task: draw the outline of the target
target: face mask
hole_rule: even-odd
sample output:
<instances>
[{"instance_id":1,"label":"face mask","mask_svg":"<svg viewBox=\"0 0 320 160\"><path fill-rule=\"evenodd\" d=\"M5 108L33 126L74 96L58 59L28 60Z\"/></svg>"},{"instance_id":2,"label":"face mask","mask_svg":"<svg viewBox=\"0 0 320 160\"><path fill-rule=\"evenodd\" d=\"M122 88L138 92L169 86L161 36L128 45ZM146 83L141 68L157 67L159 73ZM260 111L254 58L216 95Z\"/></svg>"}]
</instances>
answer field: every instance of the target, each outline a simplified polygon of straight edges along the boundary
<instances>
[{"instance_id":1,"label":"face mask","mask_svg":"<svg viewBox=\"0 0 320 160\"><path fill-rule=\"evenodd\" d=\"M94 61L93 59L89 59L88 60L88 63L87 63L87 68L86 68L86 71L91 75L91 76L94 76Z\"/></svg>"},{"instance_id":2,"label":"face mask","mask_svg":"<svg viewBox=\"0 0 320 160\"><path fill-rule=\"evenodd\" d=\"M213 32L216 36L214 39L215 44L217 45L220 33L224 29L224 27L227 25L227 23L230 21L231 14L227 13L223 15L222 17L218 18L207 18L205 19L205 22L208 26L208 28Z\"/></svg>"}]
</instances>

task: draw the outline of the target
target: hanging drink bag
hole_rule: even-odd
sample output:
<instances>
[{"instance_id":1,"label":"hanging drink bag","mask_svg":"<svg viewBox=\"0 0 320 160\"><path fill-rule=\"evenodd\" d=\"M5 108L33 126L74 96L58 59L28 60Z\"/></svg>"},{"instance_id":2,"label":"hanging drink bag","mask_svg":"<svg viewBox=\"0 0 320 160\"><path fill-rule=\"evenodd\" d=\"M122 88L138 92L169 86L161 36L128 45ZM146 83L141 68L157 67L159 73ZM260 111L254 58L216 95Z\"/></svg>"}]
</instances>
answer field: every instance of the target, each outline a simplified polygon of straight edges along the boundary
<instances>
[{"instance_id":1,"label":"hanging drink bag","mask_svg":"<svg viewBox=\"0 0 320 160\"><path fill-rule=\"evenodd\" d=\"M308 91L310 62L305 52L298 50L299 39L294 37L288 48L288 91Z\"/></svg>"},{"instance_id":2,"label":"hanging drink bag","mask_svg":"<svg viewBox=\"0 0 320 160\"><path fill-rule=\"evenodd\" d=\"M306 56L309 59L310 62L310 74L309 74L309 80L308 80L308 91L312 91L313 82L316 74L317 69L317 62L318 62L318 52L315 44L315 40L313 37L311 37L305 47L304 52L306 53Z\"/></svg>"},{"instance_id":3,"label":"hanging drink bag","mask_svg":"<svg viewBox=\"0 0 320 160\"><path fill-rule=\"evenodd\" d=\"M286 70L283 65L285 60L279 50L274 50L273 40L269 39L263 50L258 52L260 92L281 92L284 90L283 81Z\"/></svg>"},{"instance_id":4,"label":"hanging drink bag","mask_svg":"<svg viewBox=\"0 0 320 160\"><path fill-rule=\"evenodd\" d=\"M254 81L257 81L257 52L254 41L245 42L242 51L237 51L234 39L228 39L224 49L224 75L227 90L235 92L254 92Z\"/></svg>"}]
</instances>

* * * * * * * * *

> **Your instructions**
Write every entry out again exactly.

> **Solved exercise**
task: draw the outline of the target
target: face mask
hole_rule: even-odd
sample output:
<instances>
[{"instance_id":1,"label":"face mask","mask_svg":"<svg viewBox=\"0 0 320 160\"><path fill-rule=\"evenodd\" d=\"M5 108L33 126L74 96L58 59L28 60Z\"/></svg>"},{"instance_id":2,"label":"face mask","mask_svg":"<svg viewBox=\"0 0 320 160\"><path fill-rule=\"evenodd\" d=\"M122 88L138 92L169 86L161 36L128 45ZM146 83L141 68L157 67L159 73ZM260 111L254 58L216 95Z\"/></svg>"}]
</instances>
answer field: every instance of the target, each outline a simplified polygon of straight edges along the boundary
<instances>
[{"instance_id":1,"label":"face mask","mask_svg":"<svg viewBox=\"0 0 320 160\"><path fill-rule=\"evenodd\" d=\"M94 61L93 59L89 59L88 60L88 63L87 63L87 68L86 68L86 71L91 75L91 76L94 76Z\"/></svg>"},{"instance_id":2,"label":"face mask","mask_svg":"<svg viewBox=\"0 0 320 160\"><path fill-rule=\"evenodd\" d=\"M213 32L216 36L214 39L215 44L217 45L220 33L224 29L224 27L227 25L227 23L230 21L231 14L227 13L223 15L222 17L218 18L207 18L205 19L205 22L208 26L208 28Z\"/></svg>"}]
</instances>

task: draw the outline of the target
target: hanging drink bag
hole_rule: even-odd
sample output:
<instances>
[{"instance_id":1,"label":"hanging drink bag","mask_svg":"<svg viewBox=\"0 0 320 160\"><path fill-rule=\"evenodd\" d=\"M5 108L33 126L74 96L58 59L28 60Z\"/></svg>"},{"instance_id":2,"label":"hanging drink bag","mask_svg":"<svg viewBox=\"0 0 320 160\"><path fill-rule=\"evenodd\" d=\"M122 88L138 92L169 86L161 36L128 45ZM146 83L141 68L157 67L159 73ZM260 111L254 58L216 95Z\"/></svg>"}]
</instances>
answer field: every instance of the target, each outline a simplified polygon of straight edges along the boundary
<instances>
[{"instance_id":1,"label":"hanging drink bag","mask_svg":"<svg viewBox=\"0 0 320 160\"><path fill-rule=\"evenodd\" d=\"M308 91L310 62L305 52L298 50L299 39L294 37L288 48L288 91Z\"/></svg>"},{"instance_id":2,"label":"hanging drink bag","mask_svg":"<svg viewBox=\"0 0 320 160\"><path fill-rule=\"evenodd\" d=\"M306 56L309 59L310 62L310 74L309 74L309 80L308 80L308 91L312 91L313 82L316 74L317 69L317 62L318 62L318 52L315 44L315 40L313 37L311 37L305 47L304 52L306 53Z\"/></svg>"},{"instance_id":3,"label":"hanging drink bag","mask_svg":"<svg viewBox=\"0 0 320 160\"><path fill-rule=\"evenodd\" d=\"M286 70L283 65L285 60L279 50L274 50L273 40L269 39L263 50L258 52L260 92L281 92L284 90L283 81Z\"/></svg>"},{"instance_id":4,"label":"hanging drink bag","mask_svg":"<svg viewBox=\"0 0 320 160\"><path fill-rule=\"evenodd\" d=\"M254 81L257 81L257 52L254 41L245 42L242 51L237 51L234 39L228 39L224 49L224 75L227 90L235 92L254 92Z\"/></svg>"}]
</instances>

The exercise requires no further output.